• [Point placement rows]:
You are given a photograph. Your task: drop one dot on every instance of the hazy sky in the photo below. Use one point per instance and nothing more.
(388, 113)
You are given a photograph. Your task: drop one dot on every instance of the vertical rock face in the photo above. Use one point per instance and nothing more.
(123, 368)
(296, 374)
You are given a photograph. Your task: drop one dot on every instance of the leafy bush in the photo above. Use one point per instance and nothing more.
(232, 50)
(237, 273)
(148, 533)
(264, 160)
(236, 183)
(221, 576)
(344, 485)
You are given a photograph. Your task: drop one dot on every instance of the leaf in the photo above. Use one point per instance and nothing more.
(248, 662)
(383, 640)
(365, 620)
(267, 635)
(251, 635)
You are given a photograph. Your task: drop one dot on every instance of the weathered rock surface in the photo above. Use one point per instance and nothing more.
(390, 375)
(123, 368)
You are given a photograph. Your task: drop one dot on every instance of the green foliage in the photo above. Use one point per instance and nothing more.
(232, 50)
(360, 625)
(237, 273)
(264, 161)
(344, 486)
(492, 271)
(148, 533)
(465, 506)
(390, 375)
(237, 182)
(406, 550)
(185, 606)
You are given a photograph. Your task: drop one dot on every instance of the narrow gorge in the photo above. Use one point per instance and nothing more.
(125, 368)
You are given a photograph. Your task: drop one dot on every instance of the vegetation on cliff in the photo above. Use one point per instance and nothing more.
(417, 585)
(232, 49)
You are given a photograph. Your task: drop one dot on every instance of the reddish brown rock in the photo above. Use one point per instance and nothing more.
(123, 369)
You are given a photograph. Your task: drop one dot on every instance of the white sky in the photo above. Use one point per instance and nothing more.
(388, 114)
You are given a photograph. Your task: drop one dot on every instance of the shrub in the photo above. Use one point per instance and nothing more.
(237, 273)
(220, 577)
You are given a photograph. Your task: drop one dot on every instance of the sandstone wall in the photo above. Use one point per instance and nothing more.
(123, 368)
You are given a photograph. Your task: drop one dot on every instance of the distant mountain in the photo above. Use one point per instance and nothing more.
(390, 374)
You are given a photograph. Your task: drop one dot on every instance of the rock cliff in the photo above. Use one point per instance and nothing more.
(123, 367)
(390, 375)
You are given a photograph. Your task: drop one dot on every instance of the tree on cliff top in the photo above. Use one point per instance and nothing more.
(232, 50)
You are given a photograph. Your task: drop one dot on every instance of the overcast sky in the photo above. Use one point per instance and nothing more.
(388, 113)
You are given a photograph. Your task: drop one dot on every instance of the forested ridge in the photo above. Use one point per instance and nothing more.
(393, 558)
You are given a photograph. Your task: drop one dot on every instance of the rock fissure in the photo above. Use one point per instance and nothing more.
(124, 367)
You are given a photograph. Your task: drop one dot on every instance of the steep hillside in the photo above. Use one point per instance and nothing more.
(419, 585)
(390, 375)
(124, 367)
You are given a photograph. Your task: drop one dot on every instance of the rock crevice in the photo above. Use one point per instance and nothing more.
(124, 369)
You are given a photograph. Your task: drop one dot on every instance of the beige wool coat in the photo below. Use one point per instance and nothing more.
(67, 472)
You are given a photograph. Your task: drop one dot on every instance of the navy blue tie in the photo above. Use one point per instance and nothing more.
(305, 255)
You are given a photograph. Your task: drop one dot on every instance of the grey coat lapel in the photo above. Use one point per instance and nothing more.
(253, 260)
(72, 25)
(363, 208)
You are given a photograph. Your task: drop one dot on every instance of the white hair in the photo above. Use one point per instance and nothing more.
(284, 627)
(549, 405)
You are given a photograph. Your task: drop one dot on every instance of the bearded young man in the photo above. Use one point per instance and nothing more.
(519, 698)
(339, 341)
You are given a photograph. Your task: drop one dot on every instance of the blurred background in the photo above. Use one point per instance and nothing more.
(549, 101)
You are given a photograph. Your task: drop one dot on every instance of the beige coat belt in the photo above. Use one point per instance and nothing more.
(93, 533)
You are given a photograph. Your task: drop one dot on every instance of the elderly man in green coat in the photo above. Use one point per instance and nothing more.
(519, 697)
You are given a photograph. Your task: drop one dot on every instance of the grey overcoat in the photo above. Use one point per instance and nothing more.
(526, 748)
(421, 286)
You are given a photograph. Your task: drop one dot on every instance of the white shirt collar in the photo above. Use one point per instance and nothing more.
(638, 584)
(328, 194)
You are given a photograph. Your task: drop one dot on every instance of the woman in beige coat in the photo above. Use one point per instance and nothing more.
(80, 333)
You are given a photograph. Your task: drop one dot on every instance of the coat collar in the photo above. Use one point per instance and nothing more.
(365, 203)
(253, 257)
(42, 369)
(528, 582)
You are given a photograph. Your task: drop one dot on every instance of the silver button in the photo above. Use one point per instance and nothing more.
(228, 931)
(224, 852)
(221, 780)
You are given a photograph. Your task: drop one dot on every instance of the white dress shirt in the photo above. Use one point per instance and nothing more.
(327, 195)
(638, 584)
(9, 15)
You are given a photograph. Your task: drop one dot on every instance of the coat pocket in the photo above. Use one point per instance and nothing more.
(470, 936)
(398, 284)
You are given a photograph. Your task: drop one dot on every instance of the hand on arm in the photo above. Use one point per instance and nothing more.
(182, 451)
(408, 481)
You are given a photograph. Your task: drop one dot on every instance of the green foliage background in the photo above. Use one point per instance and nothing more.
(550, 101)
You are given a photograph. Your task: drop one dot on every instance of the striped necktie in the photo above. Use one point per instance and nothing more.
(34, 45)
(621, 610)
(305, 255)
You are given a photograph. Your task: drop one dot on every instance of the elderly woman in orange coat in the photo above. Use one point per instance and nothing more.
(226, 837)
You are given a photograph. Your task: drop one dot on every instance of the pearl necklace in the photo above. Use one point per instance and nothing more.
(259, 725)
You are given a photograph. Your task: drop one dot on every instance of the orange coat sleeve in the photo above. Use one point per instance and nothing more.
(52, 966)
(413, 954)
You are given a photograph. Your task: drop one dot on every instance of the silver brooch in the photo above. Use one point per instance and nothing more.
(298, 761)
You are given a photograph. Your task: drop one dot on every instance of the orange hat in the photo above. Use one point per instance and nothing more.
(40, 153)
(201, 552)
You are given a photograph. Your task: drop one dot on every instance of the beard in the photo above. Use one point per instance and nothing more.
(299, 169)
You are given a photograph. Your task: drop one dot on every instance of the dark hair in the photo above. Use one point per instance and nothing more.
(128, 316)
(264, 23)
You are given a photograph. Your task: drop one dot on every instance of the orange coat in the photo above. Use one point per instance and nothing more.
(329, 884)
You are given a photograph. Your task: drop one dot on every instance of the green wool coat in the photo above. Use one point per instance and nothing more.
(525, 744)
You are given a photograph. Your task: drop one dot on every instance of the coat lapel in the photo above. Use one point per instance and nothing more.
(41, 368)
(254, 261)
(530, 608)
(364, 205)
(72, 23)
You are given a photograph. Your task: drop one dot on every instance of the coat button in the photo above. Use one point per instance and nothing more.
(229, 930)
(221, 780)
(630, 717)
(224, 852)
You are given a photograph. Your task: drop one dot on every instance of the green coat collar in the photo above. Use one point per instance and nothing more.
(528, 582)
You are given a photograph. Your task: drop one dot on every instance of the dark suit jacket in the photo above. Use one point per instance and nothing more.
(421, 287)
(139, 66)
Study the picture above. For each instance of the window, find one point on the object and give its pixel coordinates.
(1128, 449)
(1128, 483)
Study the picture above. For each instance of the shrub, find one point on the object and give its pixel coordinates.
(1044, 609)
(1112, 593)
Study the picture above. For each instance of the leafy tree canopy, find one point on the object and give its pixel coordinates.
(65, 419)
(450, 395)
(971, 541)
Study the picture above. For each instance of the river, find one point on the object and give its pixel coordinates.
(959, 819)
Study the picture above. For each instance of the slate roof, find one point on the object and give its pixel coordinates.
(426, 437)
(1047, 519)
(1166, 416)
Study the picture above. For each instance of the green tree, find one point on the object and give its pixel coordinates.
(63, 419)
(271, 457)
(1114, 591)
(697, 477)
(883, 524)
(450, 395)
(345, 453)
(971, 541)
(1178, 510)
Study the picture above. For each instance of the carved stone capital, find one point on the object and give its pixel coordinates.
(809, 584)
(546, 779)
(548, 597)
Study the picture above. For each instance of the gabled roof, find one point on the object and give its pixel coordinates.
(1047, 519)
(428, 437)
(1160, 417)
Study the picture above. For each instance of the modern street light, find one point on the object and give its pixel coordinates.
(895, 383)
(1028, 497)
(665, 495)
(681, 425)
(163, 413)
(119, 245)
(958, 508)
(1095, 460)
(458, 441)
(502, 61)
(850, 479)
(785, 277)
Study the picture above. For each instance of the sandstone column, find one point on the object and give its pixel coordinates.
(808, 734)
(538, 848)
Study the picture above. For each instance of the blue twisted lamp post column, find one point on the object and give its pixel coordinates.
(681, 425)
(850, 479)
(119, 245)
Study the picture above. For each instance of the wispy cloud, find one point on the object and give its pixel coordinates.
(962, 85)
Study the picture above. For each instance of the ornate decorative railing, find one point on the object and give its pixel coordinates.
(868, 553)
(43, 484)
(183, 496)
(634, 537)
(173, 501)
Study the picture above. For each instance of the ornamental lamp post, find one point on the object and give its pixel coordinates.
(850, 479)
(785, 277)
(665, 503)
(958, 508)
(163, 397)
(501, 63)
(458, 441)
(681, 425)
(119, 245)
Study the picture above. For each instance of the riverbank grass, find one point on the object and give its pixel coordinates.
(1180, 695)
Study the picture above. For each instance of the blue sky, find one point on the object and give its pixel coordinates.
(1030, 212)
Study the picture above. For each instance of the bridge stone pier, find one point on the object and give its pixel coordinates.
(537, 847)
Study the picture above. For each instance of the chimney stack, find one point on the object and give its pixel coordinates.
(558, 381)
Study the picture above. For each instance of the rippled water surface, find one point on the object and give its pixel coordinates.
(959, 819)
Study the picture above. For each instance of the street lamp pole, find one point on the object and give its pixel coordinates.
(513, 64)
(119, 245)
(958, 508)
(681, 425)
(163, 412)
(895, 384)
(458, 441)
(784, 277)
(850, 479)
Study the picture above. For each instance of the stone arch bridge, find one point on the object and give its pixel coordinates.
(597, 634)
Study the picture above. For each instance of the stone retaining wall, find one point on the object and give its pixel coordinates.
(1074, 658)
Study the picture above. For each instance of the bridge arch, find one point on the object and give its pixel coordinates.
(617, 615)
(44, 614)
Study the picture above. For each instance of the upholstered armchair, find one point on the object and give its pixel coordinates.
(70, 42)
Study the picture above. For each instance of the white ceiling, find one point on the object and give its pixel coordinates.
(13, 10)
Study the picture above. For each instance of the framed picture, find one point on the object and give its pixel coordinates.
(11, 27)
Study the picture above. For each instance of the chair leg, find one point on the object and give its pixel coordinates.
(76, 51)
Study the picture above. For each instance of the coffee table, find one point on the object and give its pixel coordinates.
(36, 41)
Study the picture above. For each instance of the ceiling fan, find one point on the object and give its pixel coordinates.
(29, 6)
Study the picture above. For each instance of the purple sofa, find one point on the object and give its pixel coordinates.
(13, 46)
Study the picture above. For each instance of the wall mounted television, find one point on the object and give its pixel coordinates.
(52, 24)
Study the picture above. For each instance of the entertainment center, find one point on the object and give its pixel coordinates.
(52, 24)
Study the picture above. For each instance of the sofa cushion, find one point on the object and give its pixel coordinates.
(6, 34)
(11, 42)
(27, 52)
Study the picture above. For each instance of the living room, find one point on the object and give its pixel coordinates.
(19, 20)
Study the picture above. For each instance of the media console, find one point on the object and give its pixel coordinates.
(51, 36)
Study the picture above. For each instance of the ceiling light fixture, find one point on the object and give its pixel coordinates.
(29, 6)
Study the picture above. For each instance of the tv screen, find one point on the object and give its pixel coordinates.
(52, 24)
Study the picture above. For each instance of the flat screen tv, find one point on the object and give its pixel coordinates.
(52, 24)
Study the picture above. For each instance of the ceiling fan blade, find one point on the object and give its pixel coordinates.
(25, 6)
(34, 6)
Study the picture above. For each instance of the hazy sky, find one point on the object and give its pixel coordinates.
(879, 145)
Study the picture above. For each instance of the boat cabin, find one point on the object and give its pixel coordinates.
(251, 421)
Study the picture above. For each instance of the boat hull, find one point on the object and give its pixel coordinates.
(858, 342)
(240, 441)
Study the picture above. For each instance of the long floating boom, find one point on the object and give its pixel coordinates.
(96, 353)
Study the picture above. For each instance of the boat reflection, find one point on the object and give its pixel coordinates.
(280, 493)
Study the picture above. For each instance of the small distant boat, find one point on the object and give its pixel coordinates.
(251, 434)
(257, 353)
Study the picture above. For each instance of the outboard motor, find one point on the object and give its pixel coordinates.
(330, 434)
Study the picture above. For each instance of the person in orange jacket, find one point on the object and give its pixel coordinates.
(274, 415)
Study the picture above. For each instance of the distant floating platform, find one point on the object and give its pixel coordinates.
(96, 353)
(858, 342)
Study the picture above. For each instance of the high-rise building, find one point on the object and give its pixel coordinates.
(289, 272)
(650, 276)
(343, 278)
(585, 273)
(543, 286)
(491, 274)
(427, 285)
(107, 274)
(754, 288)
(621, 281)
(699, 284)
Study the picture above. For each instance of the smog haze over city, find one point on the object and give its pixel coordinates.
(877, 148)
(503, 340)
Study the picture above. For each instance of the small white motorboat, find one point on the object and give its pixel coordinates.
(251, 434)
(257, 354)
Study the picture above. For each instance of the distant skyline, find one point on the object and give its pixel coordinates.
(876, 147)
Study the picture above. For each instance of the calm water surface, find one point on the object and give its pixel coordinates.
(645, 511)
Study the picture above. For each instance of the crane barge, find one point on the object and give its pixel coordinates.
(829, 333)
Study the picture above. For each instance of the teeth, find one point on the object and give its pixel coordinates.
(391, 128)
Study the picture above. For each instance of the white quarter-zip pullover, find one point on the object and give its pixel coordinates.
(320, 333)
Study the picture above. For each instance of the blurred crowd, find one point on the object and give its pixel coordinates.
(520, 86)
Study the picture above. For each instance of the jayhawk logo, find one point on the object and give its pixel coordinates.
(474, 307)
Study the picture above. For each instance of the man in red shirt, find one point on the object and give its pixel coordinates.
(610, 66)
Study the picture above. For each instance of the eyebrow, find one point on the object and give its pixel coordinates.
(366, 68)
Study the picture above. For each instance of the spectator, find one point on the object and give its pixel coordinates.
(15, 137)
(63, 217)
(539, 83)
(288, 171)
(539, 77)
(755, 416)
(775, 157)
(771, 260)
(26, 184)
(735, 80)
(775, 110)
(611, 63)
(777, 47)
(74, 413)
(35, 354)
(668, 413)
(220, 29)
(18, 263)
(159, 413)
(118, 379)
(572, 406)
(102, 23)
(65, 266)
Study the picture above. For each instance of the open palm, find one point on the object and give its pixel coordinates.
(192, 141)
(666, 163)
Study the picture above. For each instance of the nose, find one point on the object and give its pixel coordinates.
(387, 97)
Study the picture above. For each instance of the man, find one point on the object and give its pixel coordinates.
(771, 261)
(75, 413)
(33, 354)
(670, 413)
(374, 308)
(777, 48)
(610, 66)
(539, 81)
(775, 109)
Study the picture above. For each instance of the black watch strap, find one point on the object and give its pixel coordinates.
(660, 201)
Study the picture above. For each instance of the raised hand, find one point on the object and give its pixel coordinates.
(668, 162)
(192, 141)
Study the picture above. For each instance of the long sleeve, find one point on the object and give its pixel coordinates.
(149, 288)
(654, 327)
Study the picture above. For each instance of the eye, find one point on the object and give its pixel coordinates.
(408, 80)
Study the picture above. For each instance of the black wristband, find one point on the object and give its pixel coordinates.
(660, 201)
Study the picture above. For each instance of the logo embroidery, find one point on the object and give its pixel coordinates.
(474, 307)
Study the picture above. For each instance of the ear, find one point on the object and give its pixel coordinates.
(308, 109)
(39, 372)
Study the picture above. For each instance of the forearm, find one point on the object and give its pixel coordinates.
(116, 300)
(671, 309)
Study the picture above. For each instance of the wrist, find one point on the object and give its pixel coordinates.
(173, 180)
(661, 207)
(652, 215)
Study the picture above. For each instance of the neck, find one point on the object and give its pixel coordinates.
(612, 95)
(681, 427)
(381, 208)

• [PROBLEM]: Please output, unchanged, the rows from the line containing "Study the picture above. For each instance of the forearm, find" through the end of the rows.

• [FULL SOLUTION]:
Study the picture above. For each instance of the forearm, find one point on the object and give its pixel coordinates.
(116, 300)
(671, 309)
Study the picture above. For each instance of the wrist, find one point on the object and give its pixel coordinates.
(173, 180)
(661, 207)
(652, 215)
Study the picture above. For each instance of the neck, find one point on the object and give its pixel coordinates.
(612, 95)
(681, 427)
(381, 208)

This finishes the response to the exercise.